**Quoted passage:**
++++++++++

The "Silent St. Lawrence": Schooner Days CXXXV (135)
- Publication
- Toronto Telegram (Toronto, ON), 21 Apr 1934
- Full Text
- The "Silent St. Lawrence"Schooner Days CXXXV (135)
OUR TEXT, if you have no objection, will be "Whatsoever thine hand finds to do, do it with thy might." In non-scriptural language, put your best foot foremost. A thing well done is twice done. And for illustration, let us take the "Silent St. Lawrence."
She is chosen because there was a reference to her last Saturday, in describing the desk from which "Schooner Days" come; and there will be more references to her tomorrow, down Picton way, at Cherry Valley.
This little Prince Edward County church is the scene annually of a brave Mariners' Service, where they bid a cheery Godspeed to the boys going away for the season, and read the roll of those who have made port since the last spring fitting-out.
Never a freighter blows for a canal lock but some Prince Edward boy's ears tingle. This fine old county still sends forth its sons to all five basins of the Great Lakes at fitting-out time, though the barley days and the schooners that made the Bay of Quinte famous have long since passed.

++++++++++

**Exercise directions:** From the Schooner Days column above, copy out word for word the part that opens with the words "- Publication" and closes with "last spring fitting-out.".

**Extracted information:**
++++++++++

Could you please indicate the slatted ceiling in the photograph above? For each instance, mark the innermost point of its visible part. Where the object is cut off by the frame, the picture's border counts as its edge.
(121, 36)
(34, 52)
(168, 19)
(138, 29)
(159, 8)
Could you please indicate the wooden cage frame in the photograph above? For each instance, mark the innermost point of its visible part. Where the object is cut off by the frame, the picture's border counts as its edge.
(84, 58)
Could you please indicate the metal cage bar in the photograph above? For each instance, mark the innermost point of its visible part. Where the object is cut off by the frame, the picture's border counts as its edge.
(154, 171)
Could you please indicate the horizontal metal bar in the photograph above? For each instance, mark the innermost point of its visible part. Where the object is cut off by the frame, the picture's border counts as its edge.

++++++++++

**Finished exercise:**
- Publication
- Toronto Telegram (Toronto, ON), 21 Apr 1934
- Full Text
- The "Silent St. Lawrence"Schooner Days CXXXV (135)
OUR TEXT, if you have no objection, will be "Whatsoever thine hand finds to do, do it with thy might." In non-scriptural language, put your best foot foremost. A thing well done is twice done. And for illustration, let us take the "Silent St. Lawrence."
She is chosen because there was a reference to her last Saturday, in describing the desk from which "Schooner Days" come; and there will be more references to her tomorrow, down Picton way, at Cherry Valley.
This little Prince Edward County church is the scene annually of a brave Mariners' Service, where they bid a cheery Godspeed to the boys going away for the season, and read the roll of those who have made port since the last spring fitting-out.